[Data for processing]
— Start —

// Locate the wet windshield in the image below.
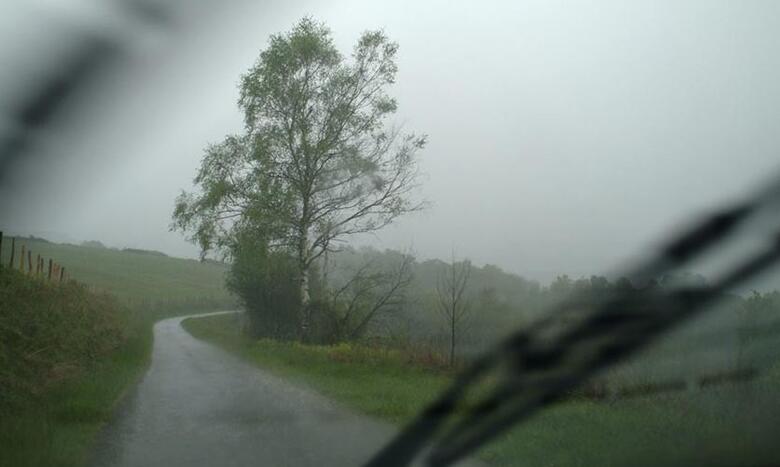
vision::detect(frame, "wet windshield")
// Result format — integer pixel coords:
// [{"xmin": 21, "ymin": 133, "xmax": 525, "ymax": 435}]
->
[{"xmin": 0, "ymin": 0, "xmax": 780, "ymax": 466}]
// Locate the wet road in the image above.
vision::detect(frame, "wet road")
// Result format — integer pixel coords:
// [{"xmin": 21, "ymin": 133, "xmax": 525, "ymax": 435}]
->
[{"xmin": 91, "ymin": 312, "xmax": 478, "ymax": 467}]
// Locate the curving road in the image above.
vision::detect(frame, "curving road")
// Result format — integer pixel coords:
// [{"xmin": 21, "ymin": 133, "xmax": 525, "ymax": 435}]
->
[{"xmin": 91, "ymin": 317, "xmax": 482, "ymax": 467}]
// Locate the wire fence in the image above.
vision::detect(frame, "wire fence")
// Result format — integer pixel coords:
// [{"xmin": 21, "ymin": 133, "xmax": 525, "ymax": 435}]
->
[{"xmin": 0, "ymin": 231, "xmax": 70, "ymax": 283}]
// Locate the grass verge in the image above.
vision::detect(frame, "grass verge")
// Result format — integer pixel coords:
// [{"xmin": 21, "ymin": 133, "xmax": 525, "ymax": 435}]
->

— End —

[Request] Copy out all of the material above, keeping every line unchanged, but leave out the pictures.

[Response to this exercise]
// Locate the wet windshield in the image below.
vision::detect(frame, "wet windshield")
// Result format — integer pixel coords:
// [{"xmin": 21, "ymin": 133, "xmax": 525, "ymax": 435}]
->
[{"xmin": 0, "ymin": 0, "xmax": 780, "ymax": 466}]
// Locate the wet road in the image above.
vision::detect(frame, "wet road")
// Result format — integer pixel coords:
// [{"xmin": 21, "ymin": 133, "xmax": 525, "ymax": 435}]
->
[{"xmin": 91, "ymin": 312, "xmax": 478, "ymax": 467}]
// Locate the curving road in the image above.
vision::detect(frame, "curving road")
// Result format — integer pixel coords:
// [{"xmin": 21, "ymin": 133, "xmax": 525, "ymax": 435}]
->
[{"xmin": 91, "ymin": 317, "xmax": 482, "ymax": 467}]
// Locate the wire fence in the image above.
vision::detect(frame, "wire fence")
// Result format — integer pixel coords:
// [{"xmin": 21, "ymin": 133, "xmax": 525, "ymax": 435}]
->
[{"xmin": 0, "ymin": 231, "xmax": 70, "ymax": 283}]
// Locate the grass verge in the image above.
vision::detect(frame, "grass verge")
// Result format — integer pixel coords:
// [{"xmin": 21, "ymin": 133, "xmax": 525, "ymax": 435}]
->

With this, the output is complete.